━━━━━ Available data

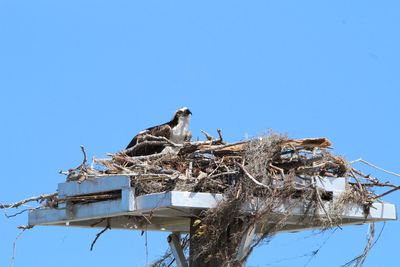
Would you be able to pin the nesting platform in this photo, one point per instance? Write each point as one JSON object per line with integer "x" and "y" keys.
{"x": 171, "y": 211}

━━━━━━━━━━
━━━━━ Available data

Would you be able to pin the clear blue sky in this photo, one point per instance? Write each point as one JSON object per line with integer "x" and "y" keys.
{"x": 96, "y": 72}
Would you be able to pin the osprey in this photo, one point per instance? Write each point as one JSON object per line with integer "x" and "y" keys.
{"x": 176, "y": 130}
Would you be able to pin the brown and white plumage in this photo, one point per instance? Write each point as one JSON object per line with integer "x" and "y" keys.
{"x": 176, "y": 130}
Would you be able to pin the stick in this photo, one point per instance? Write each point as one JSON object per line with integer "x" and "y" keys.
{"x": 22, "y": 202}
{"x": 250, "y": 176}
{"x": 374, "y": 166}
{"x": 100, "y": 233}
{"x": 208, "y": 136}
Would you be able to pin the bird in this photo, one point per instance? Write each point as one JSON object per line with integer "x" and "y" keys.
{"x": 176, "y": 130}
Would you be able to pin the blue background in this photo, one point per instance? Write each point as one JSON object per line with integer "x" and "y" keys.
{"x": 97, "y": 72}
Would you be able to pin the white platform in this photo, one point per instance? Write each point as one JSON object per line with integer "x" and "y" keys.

━━━━━━━━━━

**Exercise objective:** Using the data above, repeat exactly the lines that begin at the line with "Would you be able to pin the blue" and end at the line with "Would you be able to pin the white", both ends included.

**Answer for this exercise:**
Would you be able to pin the blue background in this photo, one point per instance? Write each point as one JSON object per line with integer "x" and "y" keys.
{"x": 97, "y": 72}
Would you be able to pin the white platform in this photo, one point per instance? Write each point as one JSON object per line with integer "x" and "y" keys.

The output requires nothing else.